> Text segment:
* START *
Despite the persuasive arguments put forth by De Soto
urging governments to recognise the economic contribution of workers in the
urban informal sector, little has been done to address these concerns in
developing regions of Asia and Africa. Where efforts have been made
the results are impressive as in the case of research by Sumila Gulyani and
Debabrata Talukdar in the slums of Nairobi: their results show that the urban
poor engage in a range of micro-enterprises (retailing food and household
appliances, small scale manufacturing, etc.). Contrary to older narratives that
view the economic activities of the urban poor mainly as survival activities,
their research indicates that such microenterprises can put people on a
trajectory out of poverty.
Nor is there any understanding of the amount of money that
poor migrants to urban cities are able to send to their families back
home. Recent calculations by Adriana Castaldo, Priya Deshingkar and
Andy McKay in 'Internal Remittances and Poverty', based on
household surveys, comparing internal and international remittances in Ghana
and India, two countries with marked regional inequalities and high levels of
internal migration, show that the total sum of internal remittances far exceeds
international remittances.
* END *
> Items:
* START *
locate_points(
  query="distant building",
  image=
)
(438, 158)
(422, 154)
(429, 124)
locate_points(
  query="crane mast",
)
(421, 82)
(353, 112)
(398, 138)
* END *
> What the task asks:
Please answer these questions from the text on the urban informal sector:
1. In which city's slums did Sumila Gulyani and Debabrata Talukdar do their research?
2. Which two countries were compared in the remittance calculations?
3. How did total internal remittances compare with international remittances?
The lines above are separate from the text on the urban informal sector.

> Result below:
1. Nairobi
2. Ghana and India
3. The total sum of internal remittances far exceeds international remittances.